Elle en mourra, en effet. Après des jours et des jours de bonheur infini, dans le somptueux décor des jardins et des parcs, un soir, pendant une courte absence de Schœnaich, par l’involontaire indiscrétion d’un de ses camarades, elle apprend qu’il est marié. Marié ?… A son retour elle le chasse, bégayant, humilié, lâche.

La fatalité triomphe, Ellen est vaincue. Une passion heureuse l’eût sauvée peut-être ; maintenant elle décline. Blessée au cœur, elle se replie sur elle-même, rentre dans une solitude salutaire où elle espère oublier. Elle va demander à ses ombres aimées les leçons de la vie, et comment on guérit ; toutes lui crient que le remède, le remède souverain, c’est l’orgueil. Elle croit que, isolée, entre ces murs où tant de souvenirs l’aident à supporter sa misère, elle pourra vivre, hautaine et farouche. Quand on est noble, on ne doit pas faillir, et la souffrance est roturière. Dans une discussion qu’elle poursuit avec l’assesseur du pays, elle lui donne les raisons de son orgueil, et déclare qu’entre elle et une femme du peuple, elle voit toute la différence d’une espèce.

▶ [Matériel fourni]
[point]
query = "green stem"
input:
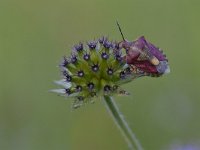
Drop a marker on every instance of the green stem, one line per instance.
(126, 131)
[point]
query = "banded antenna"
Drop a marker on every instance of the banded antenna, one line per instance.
(120, 30)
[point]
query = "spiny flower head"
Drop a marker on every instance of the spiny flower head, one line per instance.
(99, 68)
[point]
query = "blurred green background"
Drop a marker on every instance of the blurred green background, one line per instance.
(35, 34)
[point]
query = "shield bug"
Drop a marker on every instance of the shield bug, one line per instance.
(143, 56)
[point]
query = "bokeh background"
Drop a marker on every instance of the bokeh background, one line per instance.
(35, 34)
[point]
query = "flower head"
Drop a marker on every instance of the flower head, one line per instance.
(99, 68)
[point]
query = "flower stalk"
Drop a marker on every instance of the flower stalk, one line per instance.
(121, 123)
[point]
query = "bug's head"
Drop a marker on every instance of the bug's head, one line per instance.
(144, 56)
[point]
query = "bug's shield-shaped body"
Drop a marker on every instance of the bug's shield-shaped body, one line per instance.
(144, 56)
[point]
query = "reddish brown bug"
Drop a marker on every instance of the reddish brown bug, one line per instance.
(142, 55)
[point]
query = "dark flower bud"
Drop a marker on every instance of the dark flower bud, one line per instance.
(104, 55)
(92, 44)
(79, 88)
(79, 47)
(109, 71)
(122, 75)
(107, 44)
(73, 59)
(86, 57)
(80, 73)
(90, 85)
(64, 62)
(107, 88)
(68, 78)
(95, 67)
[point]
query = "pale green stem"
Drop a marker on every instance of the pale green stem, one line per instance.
(121, 123)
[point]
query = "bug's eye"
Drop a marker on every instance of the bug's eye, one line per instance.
(148, 58)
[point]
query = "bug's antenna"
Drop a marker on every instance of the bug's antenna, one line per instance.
(120, 30)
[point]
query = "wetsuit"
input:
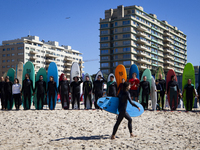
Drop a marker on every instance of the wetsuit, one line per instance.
(122, 111)
(76, 92)
(112, 88)
(145, 92)
(189, 96)
(87, 89)
(2, 84)
(162, 82)
(64, 90)
(98, 90)
(16, 95)
(173, 88)
(51, 88)
(27, 86)
(40, 85)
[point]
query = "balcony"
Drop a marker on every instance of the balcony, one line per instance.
(141, 28)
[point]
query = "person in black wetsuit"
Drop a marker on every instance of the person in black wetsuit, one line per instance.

▶ [Liste des exercices]
(1) Recopiez fidèlement le passage du texte donné qui va de « La fatalité triomphe, Ellen » à « différence d’une espèce. ».
(2) Répondez brièvement à chaque question d'après le texte donné.
(a) Par quel moyen Ellen apprend-elle que Schœnaich est marié ?
(b) Quel est, selon ce que lui crient ses ombres aimées, le remède souverain ?
(c) Avec qui Ellen poursuit-elle une discussion sur son orgueil ?
Les enregistrements forment un matériau distinct du texte donné.

▶ [Exercices corrigés]
(1)
La fatalité triomphe, Ellen est vaincue. Une passion heureuse l’eût sauvée peut-être ; maintenant elle décline. Blessée au cœur, elle se replie sur elle-même, rentre dans une solitude salutaire où elle espère oublier. Elle va demander à ses ombres aimées les leçons de la vie, et comment on guérit ; toutes lui crient que le remède, le remède souverain, c’est l’orgueil. Elle croit que, isolée, entre ces murs où tant de souvenirs l’aident à supporter sa misère, elle pourra vivre, hautaine et farouche. Quand on est noble, on ne doit pas faillir, et la souffrance est roturière. Dans une discussion qu’elle poursuit avec l’assesseur du pays, elle lui donne les raisons de son orgueil, et déclare qu’entre elle et une femme du peuple, elle voit toute la différence d’une espèce.

(2)
(a) Par l'involontaire indiscrétion d'un des camarades de Schœnaich.
(b) L'orgueil.
(c) Avec l'assesseur du pays.